Referring expression pointing data
=== Section Start ===
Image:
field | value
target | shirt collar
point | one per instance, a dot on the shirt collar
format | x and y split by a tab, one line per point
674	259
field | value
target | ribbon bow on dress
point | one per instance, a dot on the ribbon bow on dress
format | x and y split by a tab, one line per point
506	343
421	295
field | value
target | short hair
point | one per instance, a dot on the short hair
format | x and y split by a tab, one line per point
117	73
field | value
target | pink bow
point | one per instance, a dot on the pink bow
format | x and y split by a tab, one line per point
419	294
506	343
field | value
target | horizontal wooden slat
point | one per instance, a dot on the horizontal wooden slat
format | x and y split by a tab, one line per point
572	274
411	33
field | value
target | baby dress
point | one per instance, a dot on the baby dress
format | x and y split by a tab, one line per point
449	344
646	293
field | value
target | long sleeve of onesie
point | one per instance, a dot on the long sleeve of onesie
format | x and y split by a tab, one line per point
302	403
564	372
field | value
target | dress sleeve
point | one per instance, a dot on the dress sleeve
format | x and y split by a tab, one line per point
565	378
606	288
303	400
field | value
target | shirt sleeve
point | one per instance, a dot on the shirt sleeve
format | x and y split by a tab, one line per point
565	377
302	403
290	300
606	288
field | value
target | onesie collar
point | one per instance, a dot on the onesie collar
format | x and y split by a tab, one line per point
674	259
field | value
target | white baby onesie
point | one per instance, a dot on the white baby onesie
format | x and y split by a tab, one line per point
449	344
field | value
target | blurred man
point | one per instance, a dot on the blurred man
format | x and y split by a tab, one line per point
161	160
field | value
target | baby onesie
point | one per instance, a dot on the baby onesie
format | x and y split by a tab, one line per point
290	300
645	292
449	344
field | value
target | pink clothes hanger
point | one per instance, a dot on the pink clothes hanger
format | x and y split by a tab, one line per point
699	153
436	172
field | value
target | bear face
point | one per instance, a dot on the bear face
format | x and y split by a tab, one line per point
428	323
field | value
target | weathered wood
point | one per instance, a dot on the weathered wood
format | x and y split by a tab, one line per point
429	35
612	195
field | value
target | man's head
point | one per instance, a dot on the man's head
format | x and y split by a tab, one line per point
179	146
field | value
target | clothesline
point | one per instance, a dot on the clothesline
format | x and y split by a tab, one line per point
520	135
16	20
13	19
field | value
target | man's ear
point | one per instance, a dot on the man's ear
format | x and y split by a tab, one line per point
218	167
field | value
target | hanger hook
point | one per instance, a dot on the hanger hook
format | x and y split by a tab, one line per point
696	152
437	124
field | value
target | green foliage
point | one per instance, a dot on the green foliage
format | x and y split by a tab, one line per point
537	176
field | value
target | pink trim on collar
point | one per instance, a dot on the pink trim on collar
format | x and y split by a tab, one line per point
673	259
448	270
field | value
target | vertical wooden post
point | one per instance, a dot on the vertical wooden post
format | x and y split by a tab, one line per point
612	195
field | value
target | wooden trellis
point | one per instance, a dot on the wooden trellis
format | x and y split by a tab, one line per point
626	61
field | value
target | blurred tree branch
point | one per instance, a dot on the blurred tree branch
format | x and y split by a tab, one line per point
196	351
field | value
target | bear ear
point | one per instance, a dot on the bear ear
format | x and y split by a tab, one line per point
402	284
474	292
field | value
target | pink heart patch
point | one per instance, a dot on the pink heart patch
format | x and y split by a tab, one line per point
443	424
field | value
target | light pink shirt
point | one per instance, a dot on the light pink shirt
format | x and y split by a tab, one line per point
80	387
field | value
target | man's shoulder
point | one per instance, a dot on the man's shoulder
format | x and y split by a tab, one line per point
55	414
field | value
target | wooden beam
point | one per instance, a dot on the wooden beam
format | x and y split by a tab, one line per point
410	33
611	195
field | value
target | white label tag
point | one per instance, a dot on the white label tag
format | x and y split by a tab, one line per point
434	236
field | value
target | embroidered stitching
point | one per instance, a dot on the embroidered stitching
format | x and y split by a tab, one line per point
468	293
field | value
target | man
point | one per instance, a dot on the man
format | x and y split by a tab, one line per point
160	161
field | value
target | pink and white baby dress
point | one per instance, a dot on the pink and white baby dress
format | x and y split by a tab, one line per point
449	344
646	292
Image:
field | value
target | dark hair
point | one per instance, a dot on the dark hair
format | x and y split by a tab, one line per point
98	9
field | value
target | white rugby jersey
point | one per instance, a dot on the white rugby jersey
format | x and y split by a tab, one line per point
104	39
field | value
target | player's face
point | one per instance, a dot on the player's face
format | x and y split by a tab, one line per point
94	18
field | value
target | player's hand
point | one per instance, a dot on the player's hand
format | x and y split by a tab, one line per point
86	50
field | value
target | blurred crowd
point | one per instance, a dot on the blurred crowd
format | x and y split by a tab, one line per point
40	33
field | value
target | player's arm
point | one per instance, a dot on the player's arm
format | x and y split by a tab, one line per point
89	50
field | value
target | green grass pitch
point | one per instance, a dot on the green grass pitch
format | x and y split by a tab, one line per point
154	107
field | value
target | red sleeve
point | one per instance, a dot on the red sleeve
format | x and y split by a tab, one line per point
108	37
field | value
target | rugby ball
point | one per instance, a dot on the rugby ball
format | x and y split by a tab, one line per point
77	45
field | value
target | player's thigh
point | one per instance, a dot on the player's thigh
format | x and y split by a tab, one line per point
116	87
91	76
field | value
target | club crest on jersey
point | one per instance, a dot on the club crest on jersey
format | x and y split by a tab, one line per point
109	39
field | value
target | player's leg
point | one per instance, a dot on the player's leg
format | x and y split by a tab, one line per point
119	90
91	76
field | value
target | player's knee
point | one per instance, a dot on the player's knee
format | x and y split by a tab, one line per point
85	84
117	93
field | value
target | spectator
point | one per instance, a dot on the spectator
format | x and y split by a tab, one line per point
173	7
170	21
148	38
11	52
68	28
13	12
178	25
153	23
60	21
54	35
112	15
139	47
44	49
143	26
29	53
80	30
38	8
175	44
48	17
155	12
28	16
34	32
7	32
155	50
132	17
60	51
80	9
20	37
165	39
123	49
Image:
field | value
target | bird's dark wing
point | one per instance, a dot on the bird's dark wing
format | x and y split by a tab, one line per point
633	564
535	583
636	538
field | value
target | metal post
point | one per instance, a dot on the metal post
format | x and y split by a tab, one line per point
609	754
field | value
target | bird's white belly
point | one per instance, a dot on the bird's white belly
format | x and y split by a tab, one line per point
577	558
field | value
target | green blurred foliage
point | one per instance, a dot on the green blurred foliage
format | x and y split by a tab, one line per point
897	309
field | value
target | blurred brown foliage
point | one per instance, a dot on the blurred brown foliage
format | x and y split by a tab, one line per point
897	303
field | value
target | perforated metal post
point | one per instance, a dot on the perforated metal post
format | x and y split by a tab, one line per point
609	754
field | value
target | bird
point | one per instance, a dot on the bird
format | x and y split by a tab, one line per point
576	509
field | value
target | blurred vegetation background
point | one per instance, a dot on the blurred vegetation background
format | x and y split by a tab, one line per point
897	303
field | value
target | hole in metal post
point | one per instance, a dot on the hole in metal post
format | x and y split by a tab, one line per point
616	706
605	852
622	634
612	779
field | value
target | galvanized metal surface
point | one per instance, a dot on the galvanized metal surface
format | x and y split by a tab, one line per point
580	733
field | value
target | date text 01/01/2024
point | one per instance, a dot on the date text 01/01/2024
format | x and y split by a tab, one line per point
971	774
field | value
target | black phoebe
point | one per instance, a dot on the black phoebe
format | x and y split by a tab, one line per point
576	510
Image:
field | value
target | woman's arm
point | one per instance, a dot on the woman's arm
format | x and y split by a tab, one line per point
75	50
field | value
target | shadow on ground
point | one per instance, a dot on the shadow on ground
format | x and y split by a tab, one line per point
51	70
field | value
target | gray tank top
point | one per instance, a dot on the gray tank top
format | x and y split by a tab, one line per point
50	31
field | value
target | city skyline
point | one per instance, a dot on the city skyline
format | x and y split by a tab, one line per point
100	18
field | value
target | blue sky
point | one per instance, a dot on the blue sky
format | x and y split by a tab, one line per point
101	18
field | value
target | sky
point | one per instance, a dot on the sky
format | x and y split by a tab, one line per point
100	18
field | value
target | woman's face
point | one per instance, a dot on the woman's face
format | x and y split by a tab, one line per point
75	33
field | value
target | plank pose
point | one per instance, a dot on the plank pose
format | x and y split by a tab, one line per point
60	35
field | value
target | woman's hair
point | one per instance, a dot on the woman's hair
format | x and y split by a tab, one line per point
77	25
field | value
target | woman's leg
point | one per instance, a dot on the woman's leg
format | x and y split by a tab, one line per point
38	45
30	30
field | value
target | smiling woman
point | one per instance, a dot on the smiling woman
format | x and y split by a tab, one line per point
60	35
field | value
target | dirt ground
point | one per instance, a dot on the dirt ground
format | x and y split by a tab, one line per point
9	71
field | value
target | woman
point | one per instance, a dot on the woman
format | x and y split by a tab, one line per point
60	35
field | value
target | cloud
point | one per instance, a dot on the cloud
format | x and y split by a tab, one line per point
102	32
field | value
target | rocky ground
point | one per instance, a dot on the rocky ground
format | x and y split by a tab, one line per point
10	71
=== Section End ===
ABOUT THIS TASK => The lines above, starting at the one with "point | one per instance, a dot on the long" and ending at the one with "target | bear face", are the only ones to return, exactly as written.

OUTPUT =>
point | one per instance, a dot on the long sleeve of onesie
format | x and y split by a tab, one line per point
302	403
564	372
field | value
target | dress sleeve
point | one per instance, a dot on the dress sleeve
format | x and y split by a tab, one line per point
565	378
606	288
303	400
field | value
target | shirt sleeve
point | one per instance, a dot on the shirt sleeve
format | x and y split by a tab, one line per point
565	377
302	403
290	300
606	288
field | value
target | onesie collar
point | one per instance, a dot on the onesie collar
format | x and y split by a tab, one line per point
674	259
field | value
target | white baby onesie
point | one per instance, a dot on the white baby onesie
format | x and y split by a tab, one line per point
449	344
field | value
target | blurred man
point | one per instance, a dot on the blurred man
format | x and y split by a tab, one line per point
161	160
field | value
target | baby onesie
point | one per instance, a dot on the baby onesie
format | x and y split by a tab, one line per point
290	300
645	292
449	344
field | value
target | pink clothes hanger
point | one per instance, a dot on the pink clothes hanger
format | x and y split by a tab, one line per point
699	153
436	172
field | value
target | bear face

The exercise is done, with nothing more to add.